=== Material for the task ===

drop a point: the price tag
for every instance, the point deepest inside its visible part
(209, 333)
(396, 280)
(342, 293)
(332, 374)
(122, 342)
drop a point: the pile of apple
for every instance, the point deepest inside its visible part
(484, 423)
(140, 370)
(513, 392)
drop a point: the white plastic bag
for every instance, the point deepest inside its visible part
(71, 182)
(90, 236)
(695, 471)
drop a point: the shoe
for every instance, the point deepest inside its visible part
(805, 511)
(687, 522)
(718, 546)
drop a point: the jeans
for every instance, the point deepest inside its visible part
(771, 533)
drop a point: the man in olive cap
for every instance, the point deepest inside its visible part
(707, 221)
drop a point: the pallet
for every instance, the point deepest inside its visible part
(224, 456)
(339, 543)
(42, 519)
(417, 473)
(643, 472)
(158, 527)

===
=== Material for the task ===

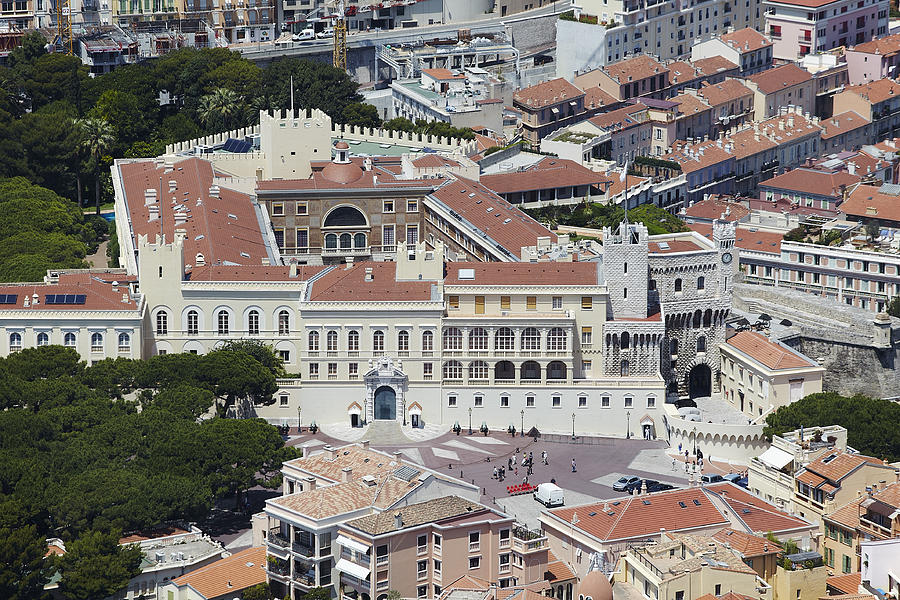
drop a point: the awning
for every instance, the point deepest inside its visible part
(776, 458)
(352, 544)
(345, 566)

===
=== Material for the task ===

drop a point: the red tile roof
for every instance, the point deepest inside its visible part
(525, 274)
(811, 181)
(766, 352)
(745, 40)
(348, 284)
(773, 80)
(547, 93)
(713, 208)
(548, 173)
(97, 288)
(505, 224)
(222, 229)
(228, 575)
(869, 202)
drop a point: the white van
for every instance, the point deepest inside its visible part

===

What the exercise asks :: How many lines in the rows above contain the string "white"? Answer with the number only.

Reply :: 2